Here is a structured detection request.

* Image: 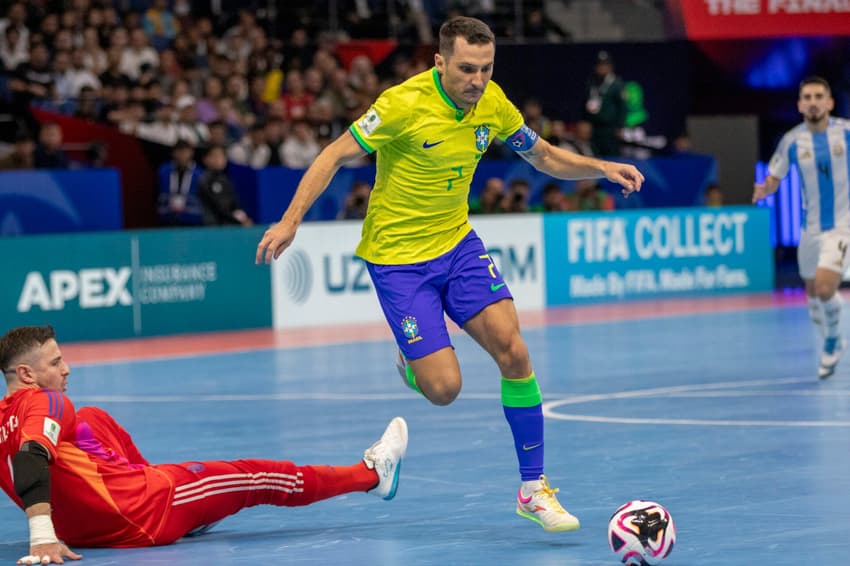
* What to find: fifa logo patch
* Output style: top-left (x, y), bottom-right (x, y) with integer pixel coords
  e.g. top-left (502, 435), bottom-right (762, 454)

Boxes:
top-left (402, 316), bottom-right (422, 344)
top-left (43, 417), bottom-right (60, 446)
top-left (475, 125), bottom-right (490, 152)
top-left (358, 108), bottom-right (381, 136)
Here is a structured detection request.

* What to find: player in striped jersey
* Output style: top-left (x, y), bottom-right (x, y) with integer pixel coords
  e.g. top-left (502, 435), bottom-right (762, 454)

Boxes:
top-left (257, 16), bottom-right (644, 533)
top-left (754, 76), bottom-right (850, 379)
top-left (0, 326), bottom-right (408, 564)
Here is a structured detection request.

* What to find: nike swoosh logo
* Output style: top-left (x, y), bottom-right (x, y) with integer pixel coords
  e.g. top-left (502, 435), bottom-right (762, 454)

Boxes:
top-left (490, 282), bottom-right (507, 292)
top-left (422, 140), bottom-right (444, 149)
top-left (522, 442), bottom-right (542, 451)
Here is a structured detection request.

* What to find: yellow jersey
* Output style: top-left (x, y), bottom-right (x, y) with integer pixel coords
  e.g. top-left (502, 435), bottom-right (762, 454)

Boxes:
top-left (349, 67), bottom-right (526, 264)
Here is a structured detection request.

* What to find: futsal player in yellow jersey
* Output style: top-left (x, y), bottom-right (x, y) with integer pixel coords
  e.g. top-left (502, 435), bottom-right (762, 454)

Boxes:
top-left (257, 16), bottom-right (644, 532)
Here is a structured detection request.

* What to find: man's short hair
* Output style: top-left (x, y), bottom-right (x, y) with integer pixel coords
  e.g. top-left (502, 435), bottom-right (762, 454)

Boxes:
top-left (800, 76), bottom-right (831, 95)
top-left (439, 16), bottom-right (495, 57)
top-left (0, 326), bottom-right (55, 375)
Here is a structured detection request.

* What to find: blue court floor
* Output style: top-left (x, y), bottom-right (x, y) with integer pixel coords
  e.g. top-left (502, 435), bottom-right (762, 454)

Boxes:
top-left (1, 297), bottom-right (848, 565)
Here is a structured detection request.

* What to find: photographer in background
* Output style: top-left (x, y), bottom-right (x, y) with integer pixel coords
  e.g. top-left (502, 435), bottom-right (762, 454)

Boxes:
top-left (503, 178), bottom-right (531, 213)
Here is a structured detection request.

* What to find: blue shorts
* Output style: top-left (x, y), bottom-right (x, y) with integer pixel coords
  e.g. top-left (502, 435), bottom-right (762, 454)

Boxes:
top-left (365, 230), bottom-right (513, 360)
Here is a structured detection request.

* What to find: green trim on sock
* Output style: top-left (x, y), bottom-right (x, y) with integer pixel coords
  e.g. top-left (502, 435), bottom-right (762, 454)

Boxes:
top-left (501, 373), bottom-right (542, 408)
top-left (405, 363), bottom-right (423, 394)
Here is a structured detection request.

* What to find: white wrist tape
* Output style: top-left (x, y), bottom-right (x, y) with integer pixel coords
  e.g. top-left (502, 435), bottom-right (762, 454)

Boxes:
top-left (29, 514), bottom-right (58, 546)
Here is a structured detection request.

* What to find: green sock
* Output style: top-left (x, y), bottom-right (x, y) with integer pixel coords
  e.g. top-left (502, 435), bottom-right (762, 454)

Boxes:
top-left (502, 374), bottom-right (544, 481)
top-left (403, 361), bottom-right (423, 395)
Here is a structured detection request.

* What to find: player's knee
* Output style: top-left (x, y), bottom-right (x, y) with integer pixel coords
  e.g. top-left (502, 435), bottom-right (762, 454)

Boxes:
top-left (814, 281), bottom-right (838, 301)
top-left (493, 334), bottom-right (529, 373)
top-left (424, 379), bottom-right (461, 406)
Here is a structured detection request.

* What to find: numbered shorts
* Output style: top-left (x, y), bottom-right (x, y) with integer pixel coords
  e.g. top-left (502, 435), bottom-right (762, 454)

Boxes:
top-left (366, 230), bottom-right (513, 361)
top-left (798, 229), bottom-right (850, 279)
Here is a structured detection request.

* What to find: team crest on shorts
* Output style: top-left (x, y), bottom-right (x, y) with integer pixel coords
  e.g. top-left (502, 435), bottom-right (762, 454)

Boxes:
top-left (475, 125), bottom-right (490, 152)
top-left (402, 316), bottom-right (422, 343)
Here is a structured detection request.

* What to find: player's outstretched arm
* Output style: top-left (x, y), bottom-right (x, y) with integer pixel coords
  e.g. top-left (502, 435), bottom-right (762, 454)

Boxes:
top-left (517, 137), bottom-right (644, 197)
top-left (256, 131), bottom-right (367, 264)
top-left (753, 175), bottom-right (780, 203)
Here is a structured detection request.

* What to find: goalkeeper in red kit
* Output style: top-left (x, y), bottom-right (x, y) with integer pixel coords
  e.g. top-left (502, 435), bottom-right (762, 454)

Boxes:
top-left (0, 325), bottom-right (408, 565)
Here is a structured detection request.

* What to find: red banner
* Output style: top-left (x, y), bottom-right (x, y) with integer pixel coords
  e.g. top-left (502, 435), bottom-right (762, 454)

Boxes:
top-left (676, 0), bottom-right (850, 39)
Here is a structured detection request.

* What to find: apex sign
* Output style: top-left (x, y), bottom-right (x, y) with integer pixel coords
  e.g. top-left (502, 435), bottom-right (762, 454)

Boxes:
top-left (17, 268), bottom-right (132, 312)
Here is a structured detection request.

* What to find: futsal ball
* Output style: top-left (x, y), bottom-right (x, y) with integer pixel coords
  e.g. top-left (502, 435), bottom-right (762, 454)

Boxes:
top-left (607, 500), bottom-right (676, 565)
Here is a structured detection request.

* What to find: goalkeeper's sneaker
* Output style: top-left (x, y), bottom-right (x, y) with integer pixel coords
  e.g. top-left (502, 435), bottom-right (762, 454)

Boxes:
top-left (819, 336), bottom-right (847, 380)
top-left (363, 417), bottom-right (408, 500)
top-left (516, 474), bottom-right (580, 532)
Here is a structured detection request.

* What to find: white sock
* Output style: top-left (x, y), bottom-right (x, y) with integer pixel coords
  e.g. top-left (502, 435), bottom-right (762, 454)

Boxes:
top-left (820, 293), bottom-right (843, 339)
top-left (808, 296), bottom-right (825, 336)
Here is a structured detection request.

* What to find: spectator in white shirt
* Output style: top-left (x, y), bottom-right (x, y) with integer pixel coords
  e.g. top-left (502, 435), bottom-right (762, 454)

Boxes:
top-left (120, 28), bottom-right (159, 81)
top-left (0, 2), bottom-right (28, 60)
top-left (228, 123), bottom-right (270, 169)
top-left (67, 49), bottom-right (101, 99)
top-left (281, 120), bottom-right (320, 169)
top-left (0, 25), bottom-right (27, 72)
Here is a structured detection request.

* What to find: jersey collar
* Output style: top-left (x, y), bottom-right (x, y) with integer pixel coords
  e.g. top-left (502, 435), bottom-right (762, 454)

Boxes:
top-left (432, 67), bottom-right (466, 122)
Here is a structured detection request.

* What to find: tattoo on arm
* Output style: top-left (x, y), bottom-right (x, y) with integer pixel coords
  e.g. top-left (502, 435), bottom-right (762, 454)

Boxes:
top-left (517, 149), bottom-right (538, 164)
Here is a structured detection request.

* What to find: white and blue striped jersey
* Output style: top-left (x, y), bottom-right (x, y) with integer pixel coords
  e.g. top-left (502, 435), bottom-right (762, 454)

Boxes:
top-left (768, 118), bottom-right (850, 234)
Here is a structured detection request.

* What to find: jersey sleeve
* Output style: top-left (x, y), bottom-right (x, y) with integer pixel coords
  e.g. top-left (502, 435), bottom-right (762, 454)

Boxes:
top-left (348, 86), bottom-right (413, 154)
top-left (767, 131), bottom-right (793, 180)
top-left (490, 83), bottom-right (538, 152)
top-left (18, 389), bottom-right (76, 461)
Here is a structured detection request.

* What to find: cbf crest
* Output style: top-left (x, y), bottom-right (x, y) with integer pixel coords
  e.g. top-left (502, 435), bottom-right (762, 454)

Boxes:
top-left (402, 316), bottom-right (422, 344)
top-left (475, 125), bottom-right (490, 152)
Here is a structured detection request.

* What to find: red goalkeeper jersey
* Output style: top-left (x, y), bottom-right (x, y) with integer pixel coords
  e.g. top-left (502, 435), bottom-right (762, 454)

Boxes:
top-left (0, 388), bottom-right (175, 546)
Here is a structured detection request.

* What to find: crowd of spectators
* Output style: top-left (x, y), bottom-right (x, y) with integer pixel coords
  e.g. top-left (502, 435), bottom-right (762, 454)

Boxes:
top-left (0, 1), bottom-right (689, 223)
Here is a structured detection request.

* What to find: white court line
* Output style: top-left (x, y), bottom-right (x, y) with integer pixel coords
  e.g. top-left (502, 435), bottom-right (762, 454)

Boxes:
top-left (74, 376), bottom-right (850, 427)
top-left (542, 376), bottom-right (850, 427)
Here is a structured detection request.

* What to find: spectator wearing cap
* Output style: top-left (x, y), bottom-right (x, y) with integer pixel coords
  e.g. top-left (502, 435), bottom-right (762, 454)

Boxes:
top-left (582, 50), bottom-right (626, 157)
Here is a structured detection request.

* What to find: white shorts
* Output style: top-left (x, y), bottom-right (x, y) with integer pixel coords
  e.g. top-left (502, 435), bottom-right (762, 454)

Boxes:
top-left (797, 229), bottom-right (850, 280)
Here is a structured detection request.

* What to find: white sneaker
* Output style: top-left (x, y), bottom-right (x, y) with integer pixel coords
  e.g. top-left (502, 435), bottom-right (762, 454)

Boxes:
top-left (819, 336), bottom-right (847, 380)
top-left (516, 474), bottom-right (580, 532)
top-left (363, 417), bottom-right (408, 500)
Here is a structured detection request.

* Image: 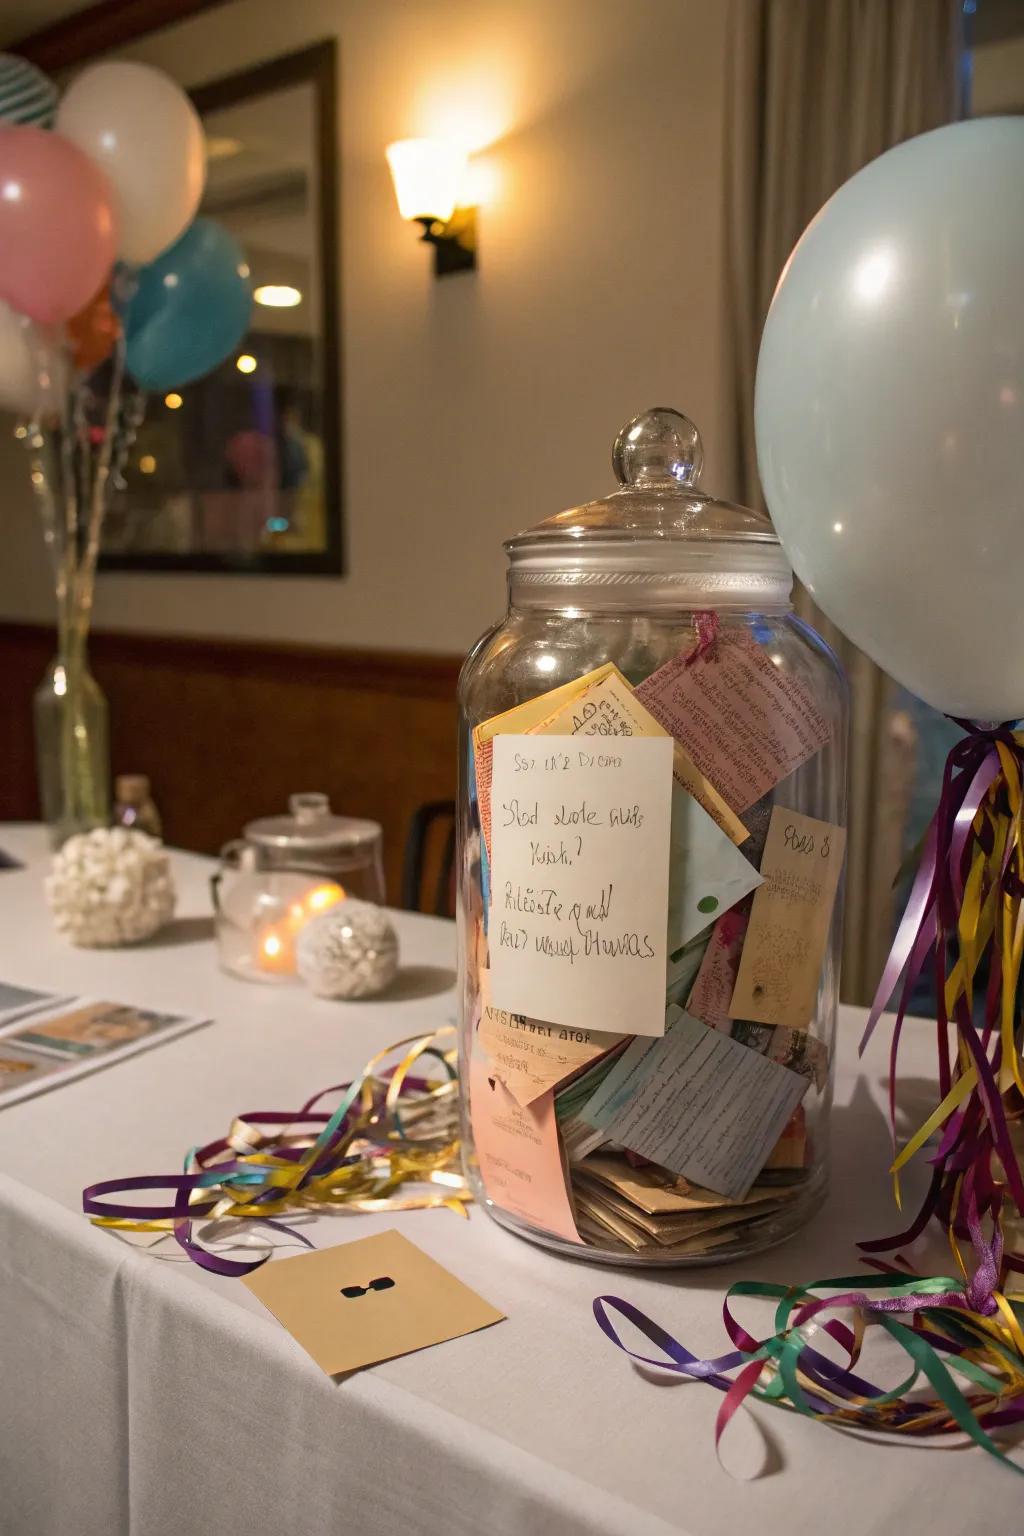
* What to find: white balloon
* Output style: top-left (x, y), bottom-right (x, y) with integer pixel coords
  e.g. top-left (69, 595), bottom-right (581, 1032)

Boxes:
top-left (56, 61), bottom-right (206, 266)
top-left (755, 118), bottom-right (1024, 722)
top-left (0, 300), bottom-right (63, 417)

◆ ◆ ◆ ◆ ◆ ◆ ◆

Report each line above that includes the string "blue".

* What to find: blue court floor
* What to find: blue shorts
* What to find: white and blue striped jersey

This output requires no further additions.